* [Dataset content]:

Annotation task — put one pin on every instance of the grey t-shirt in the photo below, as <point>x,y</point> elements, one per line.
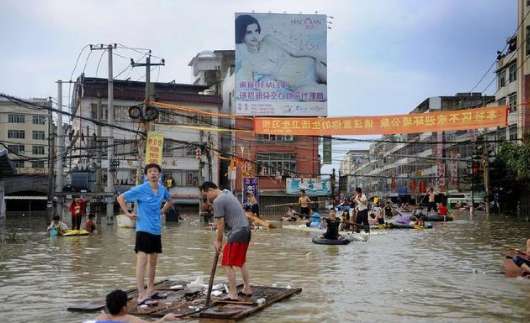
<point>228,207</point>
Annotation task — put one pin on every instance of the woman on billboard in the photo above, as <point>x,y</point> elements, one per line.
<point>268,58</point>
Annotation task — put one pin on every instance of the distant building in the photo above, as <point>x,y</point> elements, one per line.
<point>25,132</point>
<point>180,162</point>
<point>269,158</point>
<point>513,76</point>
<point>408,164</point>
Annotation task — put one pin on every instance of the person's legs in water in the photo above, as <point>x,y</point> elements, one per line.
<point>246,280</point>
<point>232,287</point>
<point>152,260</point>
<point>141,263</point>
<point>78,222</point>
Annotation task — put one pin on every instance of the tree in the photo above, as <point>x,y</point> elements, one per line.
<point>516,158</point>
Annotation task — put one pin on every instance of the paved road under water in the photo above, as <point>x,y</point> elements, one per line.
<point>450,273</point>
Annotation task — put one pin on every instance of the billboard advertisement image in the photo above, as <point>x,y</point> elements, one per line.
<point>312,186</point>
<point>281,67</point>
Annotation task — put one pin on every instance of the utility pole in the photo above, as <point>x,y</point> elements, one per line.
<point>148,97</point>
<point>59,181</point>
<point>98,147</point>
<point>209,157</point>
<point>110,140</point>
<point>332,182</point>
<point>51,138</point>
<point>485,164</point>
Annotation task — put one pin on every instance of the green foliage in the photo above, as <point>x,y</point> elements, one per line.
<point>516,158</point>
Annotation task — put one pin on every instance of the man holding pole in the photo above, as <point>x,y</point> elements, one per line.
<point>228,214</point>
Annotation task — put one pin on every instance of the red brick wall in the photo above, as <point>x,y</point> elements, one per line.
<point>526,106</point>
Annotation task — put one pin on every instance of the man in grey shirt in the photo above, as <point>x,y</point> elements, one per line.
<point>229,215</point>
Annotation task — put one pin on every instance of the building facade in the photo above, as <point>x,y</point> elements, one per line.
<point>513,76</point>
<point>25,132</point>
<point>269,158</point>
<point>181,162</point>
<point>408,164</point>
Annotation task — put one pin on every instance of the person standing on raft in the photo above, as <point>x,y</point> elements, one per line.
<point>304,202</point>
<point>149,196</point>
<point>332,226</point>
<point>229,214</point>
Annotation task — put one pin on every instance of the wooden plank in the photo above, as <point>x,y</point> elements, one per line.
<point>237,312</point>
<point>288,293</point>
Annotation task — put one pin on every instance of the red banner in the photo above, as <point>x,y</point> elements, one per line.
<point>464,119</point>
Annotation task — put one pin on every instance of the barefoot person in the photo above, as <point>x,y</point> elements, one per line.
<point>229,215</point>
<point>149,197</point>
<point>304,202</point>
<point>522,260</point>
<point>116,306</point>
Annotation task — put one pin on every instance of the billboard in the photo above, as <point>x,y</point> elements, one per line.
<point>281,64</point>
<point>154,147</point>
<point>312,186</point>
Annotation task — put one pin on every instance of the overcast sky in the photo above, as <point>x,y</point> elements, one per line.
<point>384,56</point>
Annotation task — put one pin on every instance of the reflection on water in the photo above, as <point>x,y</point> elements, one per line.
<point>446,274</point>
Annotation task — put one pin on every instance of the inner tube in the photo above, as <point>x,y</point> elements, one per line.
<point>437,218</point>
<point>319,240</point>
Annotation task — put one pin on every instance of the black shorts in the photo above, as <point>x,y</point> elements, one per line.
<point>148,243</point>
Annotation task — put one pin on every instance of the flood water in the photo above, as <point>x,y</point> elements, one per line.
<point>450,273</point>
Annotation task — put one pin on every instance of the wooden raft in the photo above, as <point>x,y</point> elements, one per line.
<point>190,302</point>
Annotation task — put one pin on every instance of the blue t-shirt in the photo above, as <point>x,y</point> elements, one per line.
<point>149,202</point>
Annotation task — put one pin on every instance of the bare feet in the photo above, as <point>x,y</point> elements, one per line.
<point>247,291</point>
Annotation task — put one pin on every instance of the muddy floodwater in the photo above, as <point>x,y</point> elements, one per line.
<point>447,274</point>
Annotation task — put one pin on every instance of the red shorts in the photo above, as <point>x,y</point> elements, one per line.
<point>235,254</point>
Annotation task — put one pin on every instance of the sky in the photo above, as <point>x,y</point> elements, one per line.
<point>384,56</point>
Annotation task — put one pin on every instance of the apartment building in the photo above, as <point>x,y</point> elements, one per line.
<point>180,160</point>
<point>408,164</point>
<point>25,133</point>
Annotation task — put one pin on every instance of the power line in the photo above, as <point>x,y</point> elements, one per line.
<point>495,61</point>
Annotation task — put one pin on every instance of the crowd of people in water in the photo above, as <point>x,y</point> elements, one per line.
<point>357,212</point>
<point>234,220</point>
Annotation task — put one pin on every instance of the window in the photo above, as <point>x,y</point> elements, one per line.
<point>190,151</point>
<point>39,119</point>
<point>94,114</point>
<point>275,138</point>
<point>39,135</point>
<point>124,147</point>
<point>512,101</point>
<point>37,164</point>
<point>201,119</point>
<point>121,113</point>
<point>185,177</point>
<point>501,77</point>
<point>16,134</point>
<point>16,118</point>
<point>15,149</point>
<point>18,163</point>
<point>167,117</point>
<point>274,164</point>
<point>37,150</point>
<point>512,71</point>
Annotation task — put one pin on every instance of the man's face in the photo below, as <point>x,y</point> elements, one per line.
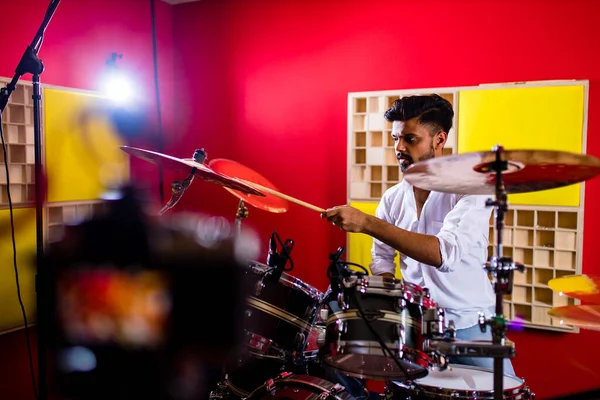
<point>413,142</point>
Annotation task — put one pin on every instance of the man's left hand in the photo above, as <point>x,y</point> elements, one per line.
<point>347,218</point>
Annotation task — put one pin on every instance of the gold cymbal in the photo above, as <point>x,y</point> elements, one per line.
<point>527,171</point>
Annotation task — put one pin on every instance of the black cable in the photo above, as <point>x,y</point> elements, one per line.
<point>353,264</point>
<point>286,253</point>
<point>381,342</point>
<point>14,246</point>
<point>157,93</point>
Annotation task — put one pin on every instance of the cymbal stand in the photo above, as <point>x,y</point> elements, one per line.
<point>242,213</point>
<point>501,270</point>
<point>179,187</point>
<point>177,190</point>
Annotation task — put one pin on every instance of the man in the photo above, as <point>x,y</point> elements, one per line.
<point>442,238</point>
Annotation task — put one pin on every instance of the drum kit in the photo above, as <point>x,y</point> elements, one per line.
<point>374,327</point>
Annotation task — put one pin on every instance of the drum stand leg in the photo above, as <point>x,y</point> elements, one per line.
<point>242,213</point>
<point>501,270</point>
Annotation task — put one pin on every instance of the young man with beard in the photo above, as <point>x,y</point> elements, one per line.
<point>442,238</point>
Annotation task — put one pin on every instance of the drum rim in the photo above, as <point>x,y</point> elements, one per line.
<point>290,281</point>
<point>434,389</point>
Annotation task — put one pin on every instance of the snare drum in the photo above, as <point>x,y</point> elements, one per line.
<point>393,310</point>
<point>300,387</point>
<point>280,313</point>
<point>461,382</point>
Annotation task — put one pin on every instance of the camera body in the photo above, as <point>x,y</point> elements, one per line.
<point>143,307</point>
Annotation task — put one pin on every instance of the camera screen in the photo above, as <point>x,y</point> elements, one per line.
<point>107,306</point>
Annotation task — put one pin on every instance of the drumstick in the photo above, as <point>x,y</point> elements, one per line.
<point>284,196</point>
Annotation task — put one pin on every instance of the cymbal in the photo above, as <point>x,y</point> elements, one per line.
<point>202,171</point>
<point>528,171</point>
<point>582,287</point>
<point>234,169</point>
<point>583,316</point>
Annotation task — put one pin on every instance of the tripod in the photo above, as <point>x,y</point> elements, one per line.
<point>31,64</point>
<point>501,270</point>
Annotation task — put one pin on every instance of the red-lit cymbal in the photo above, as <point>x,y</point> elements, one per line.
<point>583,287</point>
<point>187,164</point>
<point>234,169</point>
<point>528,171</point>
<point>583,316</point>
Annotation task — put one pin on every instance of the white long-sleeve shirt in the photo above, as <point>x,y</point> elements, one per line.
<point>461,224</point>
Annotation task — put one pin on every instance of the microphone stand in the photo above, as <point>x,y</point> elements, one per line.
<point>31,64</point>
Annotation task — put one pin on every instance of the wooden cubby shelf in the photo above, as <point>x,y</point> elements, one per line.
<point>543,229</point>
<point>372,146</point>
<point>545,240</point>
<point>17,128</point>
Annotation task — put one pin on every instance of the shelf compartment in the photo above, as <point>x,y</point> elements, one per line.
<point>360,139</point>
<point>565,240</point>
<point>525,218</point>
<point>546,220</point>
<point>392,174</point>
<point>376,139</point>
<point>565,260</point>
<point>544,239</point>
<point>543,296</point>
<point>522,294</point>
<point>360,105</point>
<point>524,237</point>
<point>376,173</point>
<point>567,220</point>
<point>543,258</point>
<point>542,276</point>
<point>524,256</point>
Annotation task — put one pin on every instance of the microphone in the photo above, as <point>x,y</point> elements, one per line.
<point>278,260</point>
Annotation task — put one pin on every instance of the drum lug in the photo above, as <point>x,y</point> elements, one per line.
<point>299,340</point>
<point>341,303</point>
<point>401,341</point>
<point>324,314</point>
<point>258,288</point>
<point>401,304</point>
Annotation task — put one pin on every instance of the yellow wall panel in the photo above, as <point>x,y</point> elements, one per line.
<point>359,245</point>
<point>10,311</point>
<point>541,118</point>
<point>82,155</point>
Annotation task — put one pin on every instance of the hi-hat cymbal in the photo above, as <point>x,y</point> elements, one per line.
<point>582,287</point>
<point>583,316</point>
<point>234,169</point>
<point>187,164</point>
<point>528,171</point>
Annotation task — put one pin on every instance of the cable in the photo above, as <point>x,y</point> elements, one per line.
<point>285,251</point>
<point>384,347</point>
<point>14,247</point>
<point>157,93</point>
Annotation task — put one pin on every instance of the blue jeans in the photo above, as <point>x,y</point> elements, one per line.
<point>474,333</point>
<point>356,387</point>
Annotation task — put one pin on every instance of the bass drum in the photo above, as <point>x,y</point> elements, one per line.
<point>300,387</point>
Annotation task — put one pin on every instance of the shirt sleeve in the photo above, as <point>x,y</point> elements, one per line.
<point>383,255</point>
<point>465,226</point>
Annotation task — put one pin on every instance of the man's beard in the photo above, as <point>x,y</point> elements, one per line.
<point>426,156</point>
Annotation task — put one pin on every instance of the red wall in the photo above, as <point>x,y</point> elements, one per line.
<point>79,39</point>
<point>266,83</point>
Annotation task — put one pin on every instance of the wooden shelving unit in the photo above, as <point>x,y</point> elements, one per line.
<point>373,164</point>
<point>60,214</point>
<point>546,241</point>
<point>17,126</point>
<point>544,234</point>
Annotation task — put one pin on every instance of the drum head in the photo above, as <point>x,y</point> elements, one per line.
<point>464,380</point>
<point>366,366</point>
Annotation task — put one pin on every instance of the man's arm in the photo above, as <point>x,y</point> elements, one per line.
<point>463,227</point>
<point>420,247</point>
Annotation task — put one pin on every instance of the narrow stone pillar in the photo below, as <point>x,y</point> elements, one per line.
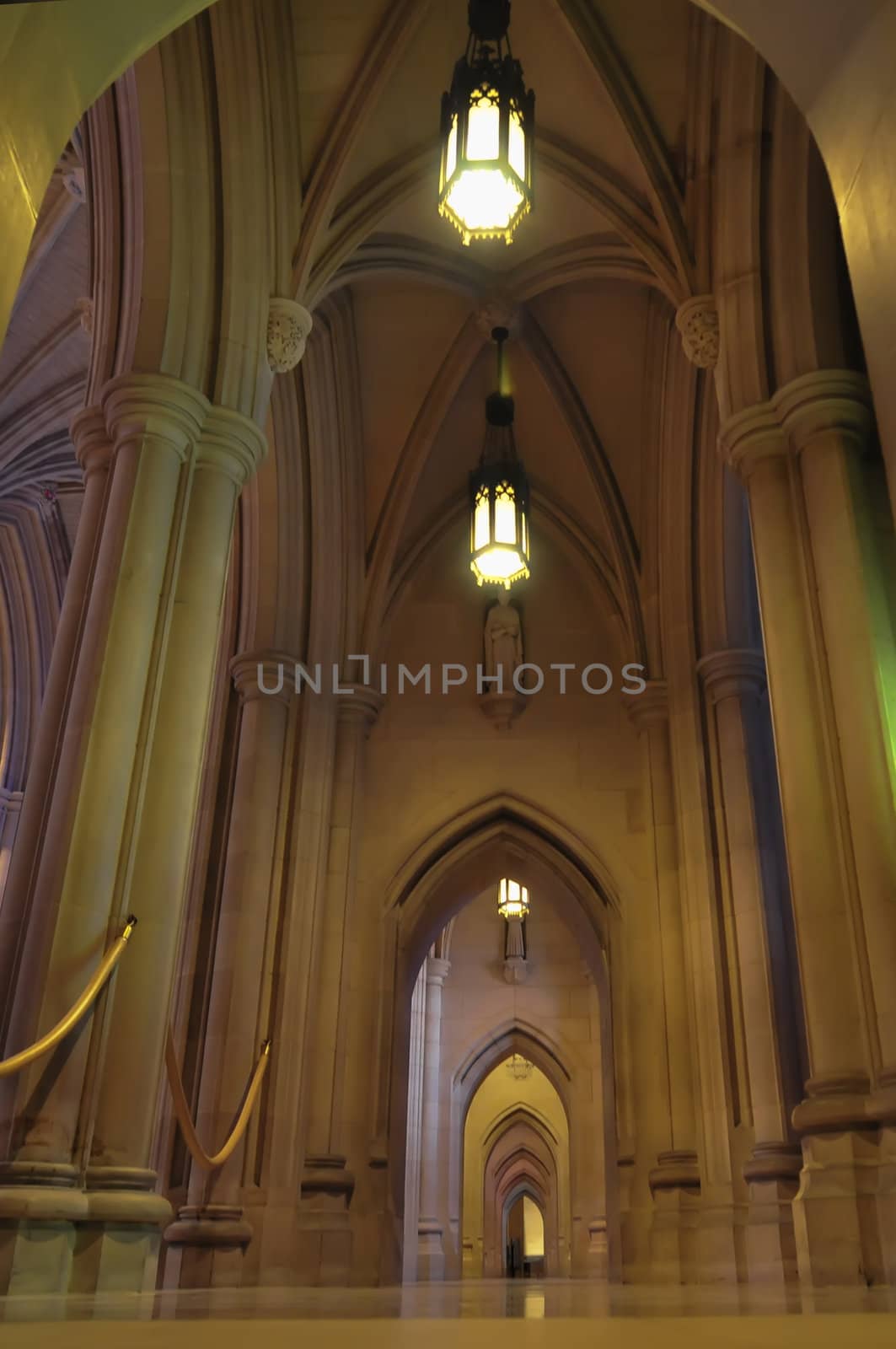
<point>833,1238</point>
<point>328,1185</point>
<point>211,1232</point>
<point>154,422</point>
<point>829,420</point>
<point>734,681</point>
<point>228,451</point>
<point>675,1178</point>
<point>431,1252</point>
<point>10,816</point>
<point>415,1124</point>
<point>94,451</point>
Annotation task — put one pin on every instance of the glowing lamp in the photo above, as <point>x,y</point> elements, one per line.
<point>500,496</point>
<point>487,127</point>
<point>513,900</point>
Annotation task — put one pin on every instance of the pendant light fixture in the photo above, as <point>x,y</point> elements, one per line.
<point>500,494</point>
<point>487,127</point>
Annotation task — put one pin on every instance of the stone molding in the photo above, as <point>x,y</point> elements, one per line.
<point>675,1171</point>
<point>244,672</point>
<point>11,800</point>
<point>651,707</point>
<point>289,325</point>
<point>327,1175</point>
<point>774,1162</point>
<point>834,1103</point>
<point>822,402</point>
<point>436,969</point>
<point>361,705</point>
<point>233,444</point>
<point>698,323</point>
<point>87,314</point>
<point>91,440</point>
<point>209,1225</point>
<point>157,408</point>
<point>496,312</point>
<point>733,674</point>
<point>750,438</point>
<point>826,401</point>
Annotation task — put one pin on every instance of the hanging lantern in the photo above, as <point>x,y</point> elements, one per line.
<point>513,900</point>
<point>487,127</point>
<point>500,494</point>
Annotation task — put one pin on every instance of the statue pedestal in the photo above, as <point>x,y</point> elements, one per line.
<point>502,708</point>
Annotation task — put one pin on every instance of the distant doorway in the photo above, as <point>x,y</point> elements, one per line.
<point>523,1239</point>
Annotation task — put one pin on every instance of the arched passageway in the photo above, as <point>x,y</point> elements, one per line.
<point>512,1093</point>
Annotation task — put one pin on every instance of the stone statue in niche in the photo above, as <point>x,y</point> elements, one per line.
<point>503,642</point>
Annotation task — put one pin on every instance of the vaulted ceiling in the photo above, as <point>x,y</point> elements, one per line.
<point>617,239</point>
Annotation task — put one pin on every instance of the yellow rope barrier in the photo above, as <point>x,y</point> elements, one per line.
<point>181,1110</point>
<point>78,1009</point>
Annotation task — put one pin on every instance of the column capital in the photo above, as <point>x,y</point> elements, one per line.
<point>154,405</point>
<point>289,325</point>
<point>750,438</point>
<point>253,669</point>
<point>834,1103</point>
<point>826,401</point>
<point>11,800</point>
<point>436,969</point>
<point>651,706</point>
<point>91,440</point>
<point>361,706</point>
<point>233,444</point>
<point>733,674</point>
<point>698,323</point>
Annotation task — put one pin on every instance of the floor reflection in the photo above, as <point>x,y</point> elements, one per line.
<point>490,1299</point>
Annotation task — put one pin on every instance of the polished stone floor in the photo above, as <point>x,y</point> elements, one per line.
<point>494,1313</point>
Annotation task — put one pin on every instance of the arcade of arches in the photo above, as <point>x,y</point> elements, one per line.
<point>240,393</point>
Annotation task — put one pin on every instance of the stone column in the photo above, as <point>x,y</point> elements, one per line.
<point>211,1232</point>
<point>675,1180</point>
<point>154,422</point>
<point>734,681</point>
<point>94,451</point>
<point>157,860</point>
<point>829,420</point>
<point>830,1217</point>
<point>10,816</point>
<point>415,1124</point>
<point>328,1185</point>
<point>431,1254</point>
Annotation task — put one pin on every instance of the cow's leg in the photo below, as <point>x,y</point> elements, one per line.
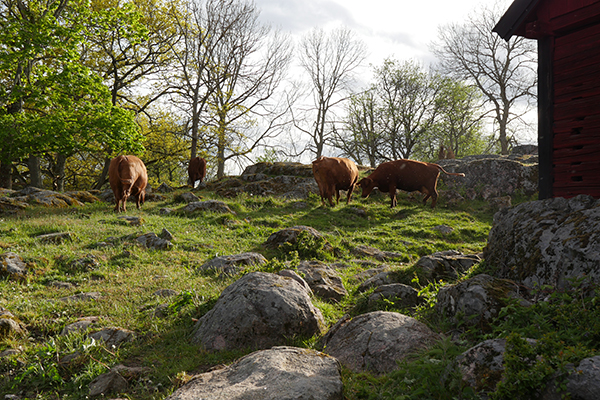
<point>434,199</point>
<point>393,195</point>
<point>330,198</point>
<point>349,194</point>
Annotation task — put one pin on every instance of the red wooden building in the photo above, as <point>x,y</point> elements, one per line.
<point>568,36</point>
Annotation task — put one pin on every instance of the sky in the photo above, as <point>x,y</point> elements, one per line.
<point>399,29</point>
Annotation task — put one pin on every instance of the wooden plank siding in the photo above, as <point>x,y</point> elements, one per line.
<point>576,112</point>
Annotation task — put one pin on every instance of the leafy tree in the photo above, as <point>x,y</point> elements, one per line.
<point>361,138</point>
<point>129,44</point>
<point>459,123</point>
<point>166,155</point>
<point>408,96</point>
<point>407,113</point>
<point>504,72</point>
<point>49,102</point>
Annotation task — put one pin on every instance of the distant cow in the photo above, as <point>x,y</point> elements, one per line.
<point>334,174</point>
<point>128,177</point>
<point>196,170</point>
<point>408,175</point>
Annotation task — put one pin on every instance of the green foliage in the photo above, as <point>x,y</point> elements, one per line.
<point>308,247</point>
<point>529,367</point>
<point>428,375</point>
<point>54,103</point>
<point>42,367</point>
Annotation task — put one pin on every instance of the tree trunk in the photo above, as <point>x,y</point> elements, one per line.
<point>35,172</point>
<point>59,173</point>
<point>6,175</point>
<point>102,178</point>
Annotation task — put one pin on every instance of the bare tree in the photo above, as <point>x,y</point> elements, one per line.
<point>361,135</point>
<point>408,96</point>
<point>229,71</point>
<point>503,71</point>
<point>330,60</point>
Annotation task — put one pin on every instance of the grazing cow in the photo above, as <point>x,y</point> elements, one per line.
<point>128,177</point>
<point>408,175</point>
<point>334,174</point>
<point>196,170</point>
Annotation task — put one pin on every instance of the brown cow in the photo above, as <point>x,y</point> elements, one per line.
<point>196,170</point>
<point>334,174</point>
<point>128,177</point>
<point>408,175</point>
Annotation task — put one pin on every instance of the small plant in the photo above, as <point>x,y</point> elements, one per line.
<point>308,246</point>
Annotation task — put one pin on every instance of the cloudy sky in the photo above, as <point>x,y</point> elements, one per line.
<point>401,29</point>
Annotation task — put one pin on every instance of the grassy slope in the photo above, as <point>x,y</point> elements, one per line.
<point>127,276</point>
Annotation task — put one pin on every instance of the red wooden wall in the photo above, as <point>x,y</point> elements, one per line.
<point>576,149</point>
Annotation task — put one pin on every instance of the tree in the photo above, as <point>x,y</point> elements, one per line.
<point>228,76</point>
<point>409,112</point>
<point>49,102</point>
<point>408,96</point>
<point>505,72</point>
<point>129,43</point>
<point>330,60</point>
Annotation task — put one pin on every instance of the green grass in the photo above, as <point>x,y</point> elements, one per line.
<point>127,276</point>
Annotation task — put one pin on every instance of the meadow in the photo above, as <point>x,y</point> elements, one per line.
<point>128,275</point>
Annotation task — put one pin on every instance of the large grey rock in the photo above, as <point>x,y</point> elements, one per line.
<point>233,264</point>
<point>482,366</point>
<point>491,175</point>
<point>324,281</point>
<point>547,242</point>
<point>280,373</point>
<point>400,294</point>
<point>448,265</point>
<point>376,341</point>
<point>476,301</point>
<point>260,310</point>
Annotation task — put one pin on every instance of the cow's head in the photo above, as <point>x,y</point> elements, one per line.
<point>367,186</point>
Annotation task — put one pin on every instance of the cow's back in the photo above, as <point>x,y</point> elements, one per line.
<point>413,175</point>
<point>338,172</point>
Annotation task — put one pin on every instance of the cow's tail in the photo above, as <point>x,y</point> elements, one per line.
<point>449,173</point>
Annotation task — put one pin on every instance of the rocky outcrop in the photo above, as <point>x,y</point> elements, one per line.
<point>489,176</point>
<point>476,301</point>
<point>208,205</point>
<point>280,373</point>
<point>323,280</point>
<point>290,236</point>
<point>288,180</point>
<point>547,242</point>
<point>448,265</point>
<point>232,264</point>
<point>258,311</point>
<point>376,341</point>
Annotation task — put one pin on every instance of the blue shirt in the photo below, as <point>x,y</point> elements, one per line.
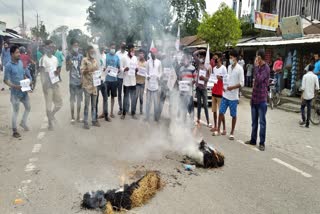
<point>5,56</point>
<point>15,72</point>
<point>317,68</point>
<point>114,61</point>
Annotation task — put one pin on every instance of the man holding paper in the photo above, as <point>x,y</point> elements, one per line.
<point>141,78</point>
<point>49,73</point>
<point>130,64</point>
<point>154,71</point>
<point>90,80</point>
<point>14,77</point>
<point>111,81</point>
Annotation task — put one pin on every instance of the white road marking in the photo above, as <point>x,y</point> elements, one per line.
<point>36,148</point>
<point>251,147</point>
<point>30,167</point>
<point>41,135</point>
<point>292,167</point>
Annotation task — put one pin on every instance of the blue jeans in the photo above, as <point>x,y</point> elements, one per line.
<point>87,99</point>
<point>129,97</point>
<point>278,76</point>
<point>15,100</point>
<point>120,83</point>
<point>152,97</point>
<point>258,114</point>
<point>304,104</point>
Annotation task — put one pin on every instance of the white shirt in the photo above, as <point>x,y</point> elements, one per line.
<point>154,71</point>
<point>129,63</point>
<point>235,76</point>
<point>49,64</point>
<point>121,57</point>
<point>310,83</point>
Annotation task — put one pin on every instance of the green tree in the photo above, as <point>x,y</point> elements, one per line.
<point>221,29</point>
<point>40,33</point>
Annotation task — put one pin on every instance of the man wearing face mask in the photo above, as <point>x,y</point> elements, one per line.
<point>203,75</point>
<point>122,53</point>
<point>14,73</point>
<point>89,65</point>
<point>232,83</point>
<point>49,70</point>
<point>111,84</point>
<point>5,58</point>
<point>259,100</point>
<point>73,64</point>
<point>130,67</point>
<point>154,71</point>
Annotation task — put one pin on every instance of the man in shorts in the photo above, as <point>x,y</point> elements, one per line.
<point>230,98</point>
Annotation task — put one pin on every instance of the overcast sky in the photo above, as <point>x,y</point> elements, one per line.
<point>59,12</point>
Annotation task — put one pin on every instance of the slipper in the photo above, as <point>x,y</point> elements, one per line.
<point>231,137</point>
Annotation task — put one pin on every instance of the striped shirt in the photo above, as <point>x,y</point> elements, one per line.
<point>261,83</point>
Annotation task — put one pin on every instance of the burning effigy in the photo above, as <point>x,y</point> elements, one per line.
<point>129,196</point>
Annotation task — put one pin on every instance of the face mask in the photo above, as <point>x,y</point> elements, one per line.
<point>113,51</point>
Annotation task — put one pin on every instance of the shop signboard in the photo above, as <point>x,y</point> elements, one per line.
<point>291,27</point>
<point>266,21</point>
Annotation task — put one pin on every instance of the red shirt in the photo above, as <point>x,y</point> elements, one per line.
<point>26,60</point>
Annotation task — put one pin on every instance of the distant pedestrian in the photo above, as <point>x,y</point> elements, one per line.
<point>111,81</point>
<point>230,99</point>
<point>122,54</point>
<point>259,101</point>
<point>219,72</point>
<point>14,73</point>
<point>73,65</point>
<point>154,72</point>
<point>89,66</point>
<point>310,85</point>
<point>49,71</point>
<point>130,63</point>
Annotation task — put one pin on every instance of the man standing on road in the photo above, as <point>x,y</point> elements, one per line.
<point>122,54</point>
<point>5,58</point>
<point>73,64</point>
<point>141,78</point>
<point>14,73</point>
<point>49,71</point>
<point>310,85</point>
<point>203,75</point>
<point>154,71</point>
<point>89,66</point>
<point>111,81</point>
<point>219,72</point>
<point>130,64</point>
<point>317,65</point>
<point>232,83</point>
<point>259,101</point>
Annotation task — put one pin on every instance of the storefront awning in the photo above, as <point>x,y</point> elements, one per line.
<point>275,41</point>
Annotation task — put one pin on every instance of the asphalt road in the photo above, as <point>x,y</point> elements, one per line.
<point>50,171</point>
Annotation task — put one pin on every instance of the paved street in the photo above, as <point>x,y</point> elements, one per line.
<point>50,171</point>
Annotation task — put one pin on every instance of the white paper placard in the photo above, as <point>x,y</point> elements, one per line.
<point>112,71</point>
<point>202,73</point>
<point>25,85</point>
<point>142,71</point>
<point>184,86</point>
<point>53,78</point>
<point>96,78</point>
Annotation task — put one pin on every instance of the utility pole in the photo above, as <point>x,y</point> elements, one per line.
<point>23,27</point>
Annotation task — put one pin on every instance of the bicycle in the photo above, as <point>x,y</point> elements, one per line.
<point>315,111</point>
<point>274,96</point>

* [Task instructions]:
Would you please reproduce every line from the one containing "the paved street" through the final line of the listing, and only those lines?

* [Task solution]:
Annotation task — put one pin on every instance of the paved street in the photo above, as <point>x,y</point> elements, one per line.
<point>50,171</point>
Annotation task — put one pin on every instance of the white paper placard in the photo above, as <point>x,y</point> elements, one per line.
<point>112,71</point>
<point>202,73</point>
<point>25,85</point>
<point>142,71</point>
<point>184,86</point>
<point>53,78</point>
<point>96,78</point>
Annotation task — put one pin on every instance of the utility pole in the photo above, as <point>x,y</point> elements, one per line.
<point>23,27</point>
Annotation task — put one pin on every instance of the bicycle in the photo above, as <point>x,y</point> elements, one per line.
<point>315,111</point>
<point>274,96</point>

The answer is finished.